◆ SOURCE EXTRACT ◆
Abstract

Background: Therapeutic reperfusion with endovascular treatment (EVT) for acute ischemic stroke is typically associated with better long-term functional outcome compared to standard medical care. However, post-procedural brain edema remained present in around half of EVT patients. Malignant brain edema (MBE) is a serious condition that can lead to increased intracranial pressure, rapid neurologic deterioration, and cerebral herniation, neutralizing the favorable efficacy of EVT on functional outcomes.

Case Description: A 51-year-old man with a history of atrial fibrillation presented with acute onset of hemiplegia and severe bradyarrhythmia. A head computed tomography-scan demonstrated hyperdense middle cerebral artery (MCA) sign. Intravenous thrombolysis was administered before temporary pacemaker insertion. The digital subtraction angiography confirmed occlusion of the M1 branch of the right MCA with no collaterals in the territory of the occluded vessel. Mechanical thrombectomy (MT) was performed 6 h after onset and successfully achieved modified thrombolysis in cerebral infarction 3 revascularization in 6 h 20 min. The patient later experienced massive brain edema that required emergent decompressive craniectomy. The modified Rankin scale score was 4 in 1- and 3-month’s follow-up.

Conclusion: MBE after MT results in unsatisfactory functional outcomes, even if it has successful revascularization. No collateral in the territory of the occluded vessel in the initial angiogram is one of the predictors of MBE after MT.

Keywords: Acute ischemic stroke, Endovascular treatment, Large vessel occlusion, Malignant brain edema, Mechanical thrombectomy

INTRODUCTION

In anterior circulation acute ischemic stroke (AIS), therapeutic reperfusion with endovascular treatment (EVT) is consistently linked to a favorable long-term functional prognosis over standard medical care.[ 7 ] However, up to 50% of patients who have undergone EVT still do not have a satisfactory functional outcome in 3 months, even if they have good reperfusion.[ 17 ] Several factors to determine the outcome after EVT include old age, pre-stroke disability, comorbid conditions, chronic brain damage, hypertension, hyperglycemia, and fever.[ 16 ] Notably, post-procedural brain edema remained present in around half of EVT patients, neutralizing the favorable efficacy of EVT on functional outcomes.[ 11 ] Herein, we reported a case of AIS treated with EVT that resulted in successful recanalization but later developed malignant brain edema (MBE) that required surgical intervention.

CASE PRESENTATION

Clinical history

A 51-year-old man with a history of atrial fibrillation (AF) presented to the emergency department with acute onset of the left-sided weakness 45 min after his last known well (LNW). Further, anamnesis revealed that in the past 6^th month, he did not take oral anticoagulation for his AF. The baseline National Institutes of Health Stroke Scale (NIHSS) score was 14, with left hemiplegia, right conjugate eye deviation, dysarthria, and facial paralysis. On initial examination, the patient was afebrile and alert with a Glasgow Coma Score (GCS) of 15, blood pressure was 140/67 mmHg, and his respiratory rate was 20 breaths/ min. In addition to that, his pulse was low, around 36 beats/ min. The electrocardiogram revealed a junctional rhythm. Sulfas atropine and dopamine were administered to treat the bradycardia since the pulse decreased to 20 beats/min and GCS dropped to 11 (E3V3M5). After hemodynamic stabilization, a head non-contrast computed tomography (NCCT) was performed (i.e., 2 h after LNW). A head NCCT revealed a hyperdense right middle cerebral artery (MCA) sign, suggesting a hyperacute thrombotic stroke [ Figure 1 ]. All the laboratory studies were within a normal limit.

◆ AVAILABLE DATA ◆
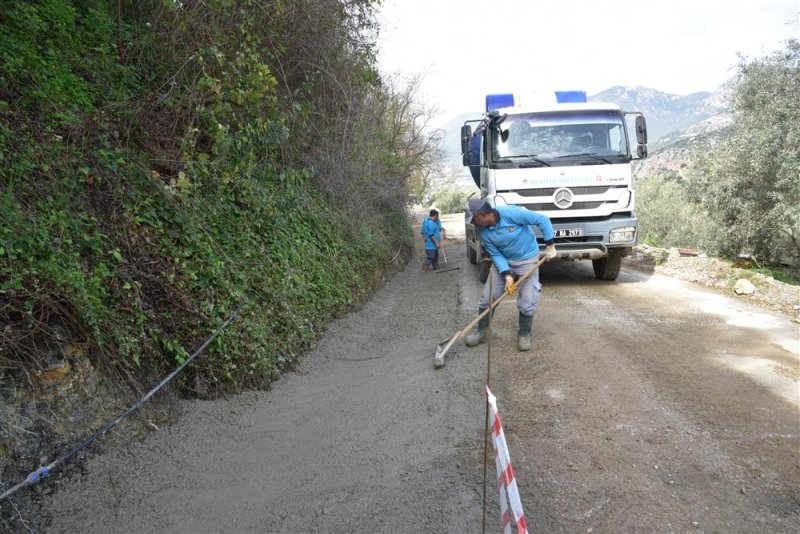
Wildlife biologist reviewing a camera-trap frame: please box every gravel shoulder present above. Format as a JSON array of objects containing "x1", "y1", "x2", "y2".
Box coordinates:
[
  {"x1": 28, "y1": 216, "x2": 800, "y2": 533},
  {"x1": 623, "y1": 245, "x2": 800, "y2": 323}
]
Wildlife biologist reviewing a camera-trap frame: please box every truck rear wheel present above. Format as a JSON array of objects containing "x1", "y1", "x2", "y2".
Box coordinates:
[{"x1": 592, "y1": 251, "x2": 622, "y2": 280}]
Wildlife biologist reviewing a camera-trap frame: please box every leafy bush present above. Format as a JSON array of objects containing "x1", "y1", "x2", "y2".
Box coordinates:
[
  {"x1": 636, "y1": 176, "x2": 718, "y2": 254},
  {"x1": 0, "y1": 0, "x2": 433, "y2": 393},
  {"x1": 691, "y1": 39, "x2": 800, "y2": 266},
  {"x1": 426, "y1": 184, "x2": 470, "y2": 217}
]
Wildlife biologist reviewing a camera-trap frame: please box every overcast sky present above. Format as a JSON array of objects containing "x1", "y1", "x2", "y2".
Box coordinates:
[{"x1": 378, "y1": 0, "x2": 800, "y2": 122}]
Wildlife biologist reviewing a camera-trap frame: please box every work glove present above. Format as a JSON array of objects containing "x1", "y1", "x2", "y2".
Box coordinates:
[{"x1": 506, "y1": 274, "x2": 517, "y2": 295}]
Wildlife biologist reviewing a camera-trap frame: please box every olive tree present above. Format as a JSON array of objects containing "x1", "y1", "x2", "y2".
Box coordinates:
[{"x1": 692, "y1": 39, "x2": 800, "y2": 265}]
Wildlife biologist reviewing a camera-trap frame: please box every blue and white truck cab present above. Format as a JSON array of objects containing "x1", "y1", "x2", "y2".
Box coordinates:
[{"x1": 461, "y1": 91, "x2": 647, "y2": 281}]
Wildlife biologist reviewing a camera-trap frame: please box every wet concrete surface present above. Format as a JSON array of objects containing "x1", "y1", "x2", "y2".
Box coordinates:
[{"x1": 43, "y1": 216, "x2": 800, "y2": 532}]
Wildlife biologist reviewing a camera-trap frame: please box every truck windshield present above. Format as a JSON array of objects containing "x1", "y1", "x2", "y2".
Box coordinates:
[{"x1": 490, "y1": 110, "x2": 629, "y2": 164}]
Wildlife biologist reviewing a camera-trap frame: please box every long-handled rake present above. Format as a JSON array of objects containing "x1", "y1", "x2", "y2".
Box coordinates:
[{"x1": 433, "y1": 258, "x2": 547, "y2": 367}]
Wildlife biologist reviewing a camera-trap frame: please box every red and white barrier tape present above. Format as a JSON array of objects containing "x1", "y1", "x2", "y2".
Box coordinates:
[{"x1": 486, "y1": 386, "x2": 528, "y2": 534}]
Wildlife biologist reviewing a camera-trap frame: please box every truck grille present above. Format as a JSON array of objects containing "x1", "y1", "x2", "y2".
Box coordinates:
[
  {"x1": 512, "y1": 185, "x2": 627, "y2": 197},
  {"x1": 522, "y1": 201, "x2": 600, "y2": 211}
]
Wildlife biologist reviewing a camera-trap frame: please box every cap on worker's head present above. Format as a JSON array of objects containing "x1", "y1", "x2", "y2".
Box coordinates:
[{"x1": 467, "y1": 198, "x2": 492, "y2": 223}]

◆ WORK REQUEST ◆
In the stroke case report, what rhythm did the electrocardiogram show?

◆ RESPONSE FOR THIS EXERCISE ◆
A junctional rhythm.